:: SUPPLIED INFORMATION

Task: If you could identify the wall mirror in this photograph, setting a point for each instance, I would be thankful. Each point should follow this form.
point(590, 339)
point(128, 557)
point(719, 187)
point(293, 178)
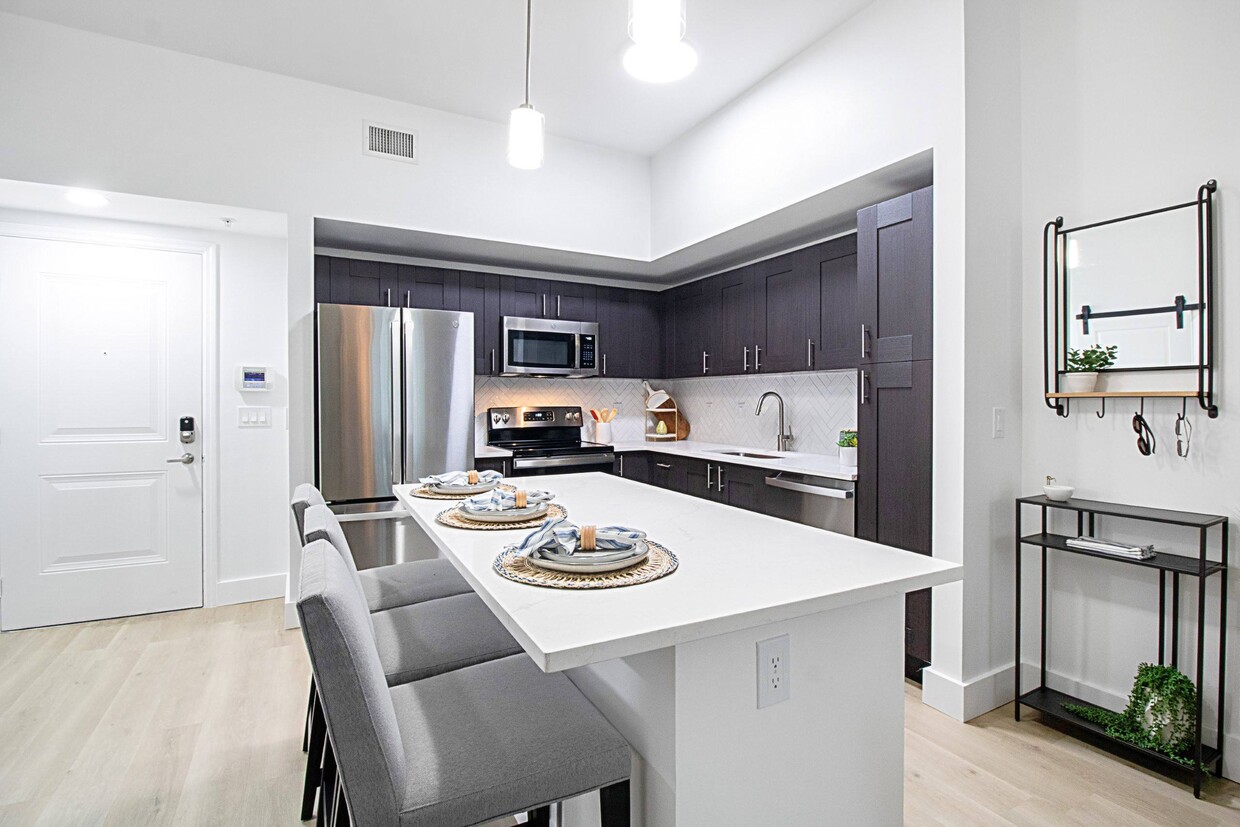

::::

(YOUR INSTRUCTIONS):
Repeat the records above exactly, leaving out the pictures.

(EXERCISE RESULT):
Task: If you could identify the wall mirror in this photograph, setting a point for each instance, I would be thankful. Each point should follow this form.
point(590, 339)
point(128, 557)
point(719, 187)
point(293, 178)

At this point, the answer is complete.